Read the records below and copy each line that contains "Target".

━━━

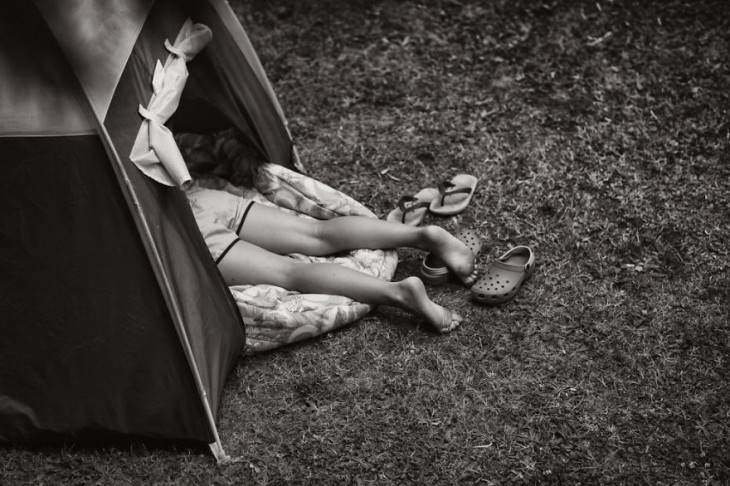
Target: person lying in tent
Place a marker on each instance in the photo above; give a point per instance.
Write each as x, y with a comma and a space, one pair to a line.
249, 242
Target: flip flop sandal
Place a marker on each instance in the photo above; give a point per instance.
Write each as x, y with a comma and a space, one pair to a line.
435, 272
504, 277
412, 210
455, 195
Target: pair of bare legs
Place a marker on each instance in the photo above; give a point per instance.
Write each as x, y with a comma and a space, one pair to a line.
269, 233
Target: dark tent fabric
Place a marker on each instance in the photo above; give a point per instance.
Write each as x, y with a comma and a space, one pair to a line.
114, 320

━━━

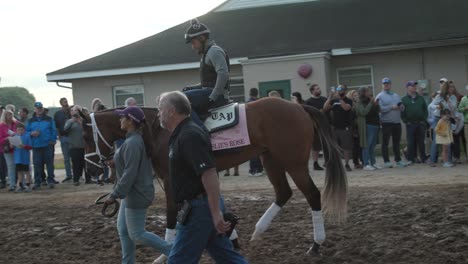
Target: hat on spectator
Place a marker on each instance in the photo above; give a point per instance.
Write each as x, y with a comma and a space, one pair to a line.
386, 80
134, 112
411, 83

━━━

■ RESPONSE ■
Target: person lying in tent
Target: flip flop sandal
Target: pair of bare legs
Target: dark tent fabric
Target: hat on spectator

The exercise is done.